Nothing should be left out. Give all the data again exactly as written.

──────── Entries provided

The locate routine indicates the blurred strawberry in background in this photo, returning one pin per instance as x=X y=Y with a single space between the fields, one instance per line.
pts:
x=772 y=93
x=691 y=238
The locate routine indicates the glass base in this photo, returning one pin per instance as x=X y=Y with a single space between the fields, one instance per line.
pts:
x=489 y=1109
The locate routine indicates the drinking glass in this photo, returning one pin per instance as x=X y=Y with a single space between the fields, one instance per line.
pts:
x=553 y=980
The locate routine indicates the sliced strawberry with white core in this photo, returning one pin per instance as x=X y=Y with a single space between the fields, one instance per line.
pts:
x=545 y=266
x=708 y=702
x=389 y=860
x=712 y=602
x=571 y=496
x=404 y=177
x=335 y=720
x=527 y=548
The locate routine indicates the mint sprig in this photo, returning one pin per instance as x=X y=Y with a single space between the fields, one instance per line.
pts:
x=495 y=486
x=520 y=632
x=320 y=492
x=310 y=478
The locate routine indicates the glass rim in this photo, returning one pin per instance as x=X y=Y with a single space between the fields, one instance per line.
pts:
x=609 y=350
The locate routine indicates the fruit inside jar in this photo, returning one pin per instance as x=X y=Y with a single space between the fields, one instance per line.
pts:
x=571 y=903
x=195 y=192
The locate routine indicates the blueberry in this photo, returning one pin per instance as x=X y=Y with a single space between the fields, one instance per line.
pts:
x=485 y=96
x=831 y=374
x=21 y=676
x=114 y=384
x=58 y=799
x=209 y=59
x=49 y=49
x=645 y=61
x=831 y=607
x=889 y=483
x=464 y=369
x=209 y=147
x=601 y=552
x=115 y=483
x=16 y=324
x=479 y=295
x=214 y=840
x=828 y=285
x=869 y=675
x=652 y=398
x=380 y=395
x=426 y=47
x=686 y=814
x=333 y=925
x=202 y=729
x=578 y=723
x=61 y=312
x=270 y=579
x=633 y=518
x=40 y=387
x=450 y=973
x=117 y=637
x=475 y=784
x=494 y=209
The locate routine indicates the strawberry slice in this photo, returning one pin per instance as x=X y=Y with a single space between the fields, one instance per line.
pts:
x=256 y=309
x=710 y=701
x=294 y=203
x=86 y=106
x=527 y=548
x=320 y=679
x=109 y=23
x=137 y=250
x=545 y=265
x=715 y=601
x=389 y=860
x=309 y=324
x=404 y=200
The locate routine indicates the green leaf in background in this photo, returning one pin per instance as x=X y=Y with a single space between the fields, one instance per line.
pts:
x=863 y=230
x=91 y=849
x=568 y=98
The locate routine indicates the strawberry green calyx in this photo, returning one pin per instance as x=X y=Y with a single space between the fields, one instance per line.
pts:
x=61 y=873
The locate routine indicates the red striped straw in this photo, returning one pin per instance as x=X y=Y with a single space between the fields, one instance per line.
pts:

────────────────

## Output:
The locate routine indicates the blurred strawberry in background in this photo, returning one pin per instance as x=X y=Y with a single space between the fields, one instance per line.
pts:
x=772 y=93
x=691 y=238
The locate routine indicates the glass base in this photo, returning one pin per instance as x=X y=Y with a single space between the fields, one instance per line.
pts:
x=489 y=1109
The locate routine indicates the drinking glass in this photo, returning one pin per instance as x=X y=Y with a single space between the fields, one instance per line.
pts:
x=553 y=980
The locate routine indicates the sliced strawberry with white core in this photo, returning one pin per instance as x=X y=Y with a single space between the fields, one instance per line.
pts:
x=545 y=266
x=708 y=702
x=389 y=860
x=712 y=602
x=571 y=496
x=404 y=177
x=335 y=720
x=527 y=548
The locate routine indicates the mint sprig in this photo, returning one pin per instance as x=X y=Y with a single space between the fields, one instance per line.
pts:
x=495 y=486
x=520 y=632
x=320 y=492
x=310 y=478
The locate routine indicates the glass rim in this photo, returning one pin per instance as x=X y=Y with a single space between the fields, one instance per line.
pts:
x=609 y=350
The locate routine indicates the fruit inside jar in this photo, returning one pin per instance as x=X y=Y with a single space between the fields, one instance per line.
pts:
x=571 y=903
x=195 y=192
The locate routine indicates the blueberry in this photo, returning one pin per instance as x=X y=Y with a single space between the fields, one instance per line.
pts:
x=485 y=96
x=831 y=374
x=21 y=676
x=114 y=384
x=58 y=799
x=209 y=59
x=49 y=49
x=645 y=61
x=831 y=607
x=889 y=483
x=464 y=369
x=209 y=147
x=601 y=552
x=115 y=483
x=16 y=324
x=479 y=295
x=214 y=840
x=828 y=285
x=869 y=675
x=652 y=398
x=380 y=395
x=426 y=47
x=686 y=814
x=333 y=925
x=202 y=729
x=578 y=723
x=61 y=312
x=270 y=579
x=633 y=518
x=40 y=387
x=450 y=973
x=117 y=637
x=475 y=784
x=494 y=209
The locate routine indicates the strawberry slice in this photo, returning one pin per instance as x=X y=Y with a single space between the fields, one instance per line.
pts:
x=256 y=309
x=710 y=701
x=294 y=203
x=86 y=106
x=527 y=548
x=320 y=679
x=109 y=23
x=137 y=250
x=545 y=265
x=715 y=601
x=389 y=860
x=309 y=324
x=404 y=200
The locate routine indicates the green leaf in background in this photo, returning one pin per instance as x=X y=Y with a single space between the fields, one instance per line.
pts:
x=863 y=230
x=91 y=849
x=568 y=98
The locate routine indicates the strawberry green calyx in this photo, returning one pin per instance as x=X y=Y with a single space between the fields, one instance per line.
pts:
x=61 y=873
The locate routine indicates the red striped straw in this photo, returning one pin per instance as x=X y=Y with a single space between the fields, one instance per line.
pts:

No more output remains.